- TASK TO COMPLETE -
Using the entries that follow, collect the lines where the word "image" appears.

^^^^

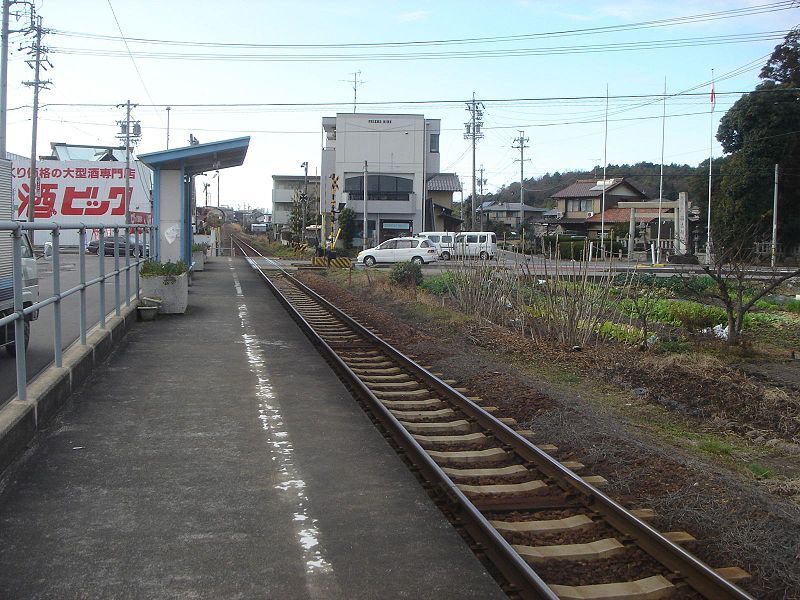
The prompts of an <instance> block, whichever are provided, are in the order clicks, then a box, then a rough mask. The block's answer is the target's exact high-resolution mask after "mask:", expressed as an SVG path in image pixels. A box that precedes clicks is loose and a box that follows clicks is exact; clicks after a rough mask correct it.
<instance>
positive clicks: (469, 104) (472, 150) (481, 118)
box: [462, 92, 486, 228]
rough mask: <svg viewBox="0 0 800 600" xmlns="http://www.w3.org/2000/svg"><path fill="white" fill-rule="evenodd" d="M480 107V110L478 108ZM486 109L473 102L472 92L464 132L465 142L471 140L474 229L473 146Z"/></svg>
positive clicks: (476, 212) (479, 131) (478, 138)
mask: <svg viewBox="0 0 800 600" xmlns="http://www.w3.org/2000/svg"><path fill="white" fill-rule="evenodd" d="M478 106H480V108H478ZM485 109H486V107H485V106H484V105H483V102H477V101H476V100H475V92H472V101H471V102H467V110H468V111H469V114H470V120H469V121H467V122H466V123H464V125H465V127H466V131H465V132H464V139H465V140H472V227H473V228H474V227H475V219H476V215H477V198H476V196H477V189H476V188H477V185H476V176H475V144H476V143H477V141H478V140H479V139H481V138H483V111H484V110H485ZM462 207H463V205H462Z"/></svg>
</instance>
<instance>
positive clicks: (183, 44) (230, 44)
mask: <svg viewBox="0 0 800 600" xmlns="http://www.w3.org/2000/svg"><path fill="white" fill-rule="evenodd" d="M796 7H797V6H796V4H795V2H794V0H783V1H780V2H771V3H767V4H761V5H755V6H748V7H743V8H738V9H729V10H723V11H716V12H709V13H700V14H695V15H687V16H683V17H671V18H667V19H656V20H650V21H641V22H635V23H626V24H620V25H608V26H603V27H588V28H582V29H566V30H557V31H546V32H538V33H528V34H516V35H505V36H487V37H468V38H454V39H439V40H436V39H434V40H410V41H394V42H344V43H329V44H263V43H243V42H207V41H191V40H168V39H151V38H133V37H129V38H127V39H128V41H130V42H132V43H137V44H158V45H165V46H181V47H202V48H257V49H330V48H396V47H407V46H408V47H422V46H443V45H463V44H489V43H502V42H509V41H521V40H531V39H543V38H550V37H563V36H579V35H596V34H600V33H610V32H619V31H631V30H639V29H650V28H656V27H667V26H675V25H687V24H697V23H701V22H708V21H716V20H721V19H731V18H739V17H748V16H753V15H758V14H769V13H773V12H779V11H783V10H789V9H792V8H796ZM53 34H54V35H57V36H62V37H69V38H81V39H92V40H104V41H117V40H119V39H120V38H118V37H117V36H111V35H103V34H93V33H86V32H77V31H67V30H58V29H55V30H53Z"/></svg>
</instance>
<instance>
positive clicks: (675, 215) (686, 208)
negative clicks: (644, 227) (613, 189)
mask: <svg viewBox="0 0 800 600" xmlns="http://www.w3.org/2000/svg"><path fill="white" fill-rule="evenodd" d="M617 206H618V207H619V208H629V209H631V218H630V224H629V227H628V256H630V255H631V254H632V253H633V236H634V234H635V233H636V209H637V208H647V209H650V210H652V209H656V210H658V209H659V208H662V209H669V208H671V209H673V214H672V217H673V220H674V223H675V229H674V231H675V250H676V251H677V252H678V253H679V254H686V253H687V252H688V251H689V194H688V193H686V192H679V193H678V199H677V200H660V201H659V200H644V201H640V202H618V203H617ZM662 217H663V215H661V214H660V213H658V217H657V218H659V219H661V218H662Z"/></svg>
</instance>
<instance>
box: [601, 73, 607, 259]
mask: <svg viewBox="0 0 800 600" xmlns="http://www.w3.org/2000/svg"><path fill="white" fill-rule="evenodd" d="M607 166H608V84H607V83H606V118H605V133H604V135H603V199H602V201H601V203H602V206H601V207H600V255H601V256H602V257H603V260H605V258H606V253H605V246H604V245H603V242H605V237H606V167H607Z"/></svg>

^^^^

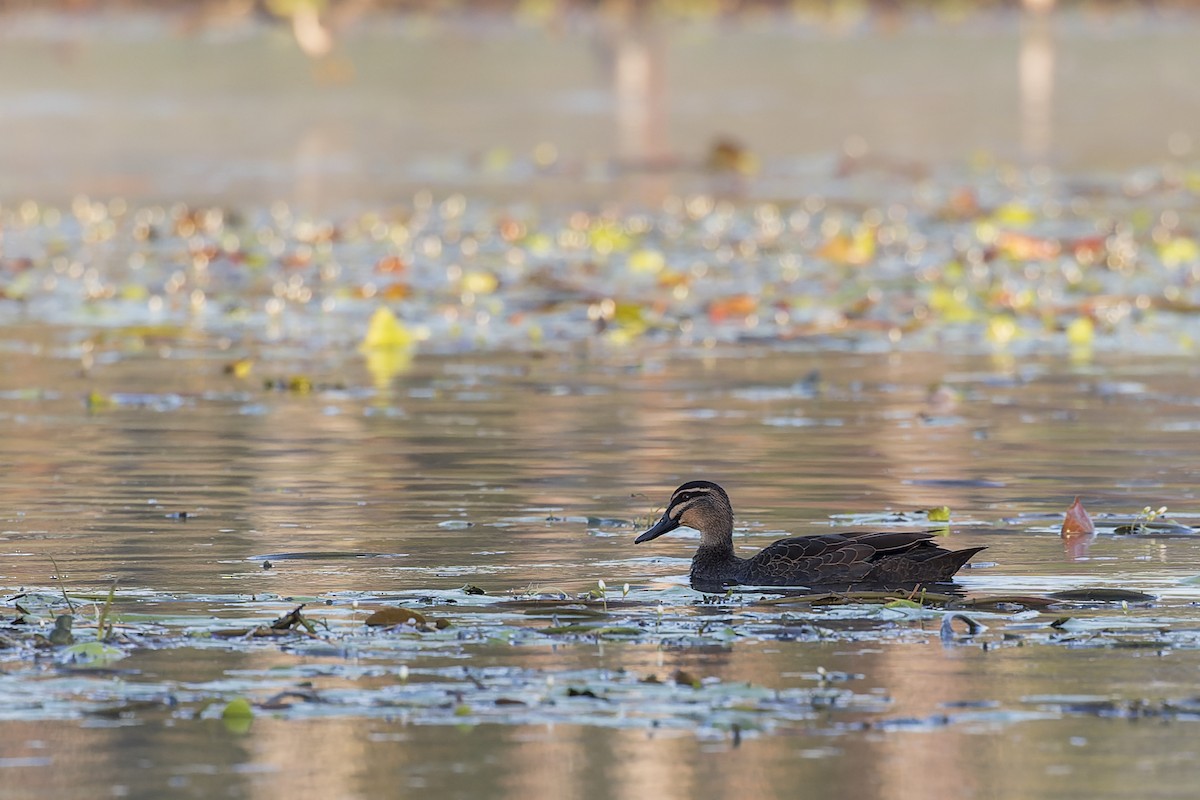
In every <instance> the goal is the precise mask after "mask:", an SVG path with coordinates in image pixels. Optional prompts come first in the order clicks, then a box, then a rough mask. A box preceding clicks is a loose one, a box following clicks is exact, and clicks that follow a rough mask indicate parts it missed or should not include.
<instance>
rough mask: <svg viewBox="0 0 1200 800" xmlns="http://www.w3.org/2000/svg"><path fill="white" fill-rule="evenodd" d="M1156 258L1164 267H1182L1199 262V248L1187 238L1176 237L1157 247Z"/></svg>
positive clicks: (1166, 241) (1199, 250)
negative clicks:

^^^^

- TASK RESPONSE -
The prompts of an <instance> block, whichever are provided, are in the order clicks, then a box, then a rough mask. The block's answer is the target's exact high-resolution mask after "mask:", expressed as an SVG path in image pixels. A box that precedes clicks is loose and a box that follows clicks is exact; clicks after a rough mask correct it.
In every <instance> the goal is the precise mask after "mask:", an SVG path with coordinates in image pixels. Optional prompts come first in the order clicks, then a box, then a rough mask. A box preceding clicks is a loose one, a box following clicks is exact, and clicks that follow a rough mask indicate parts it missed or should not include.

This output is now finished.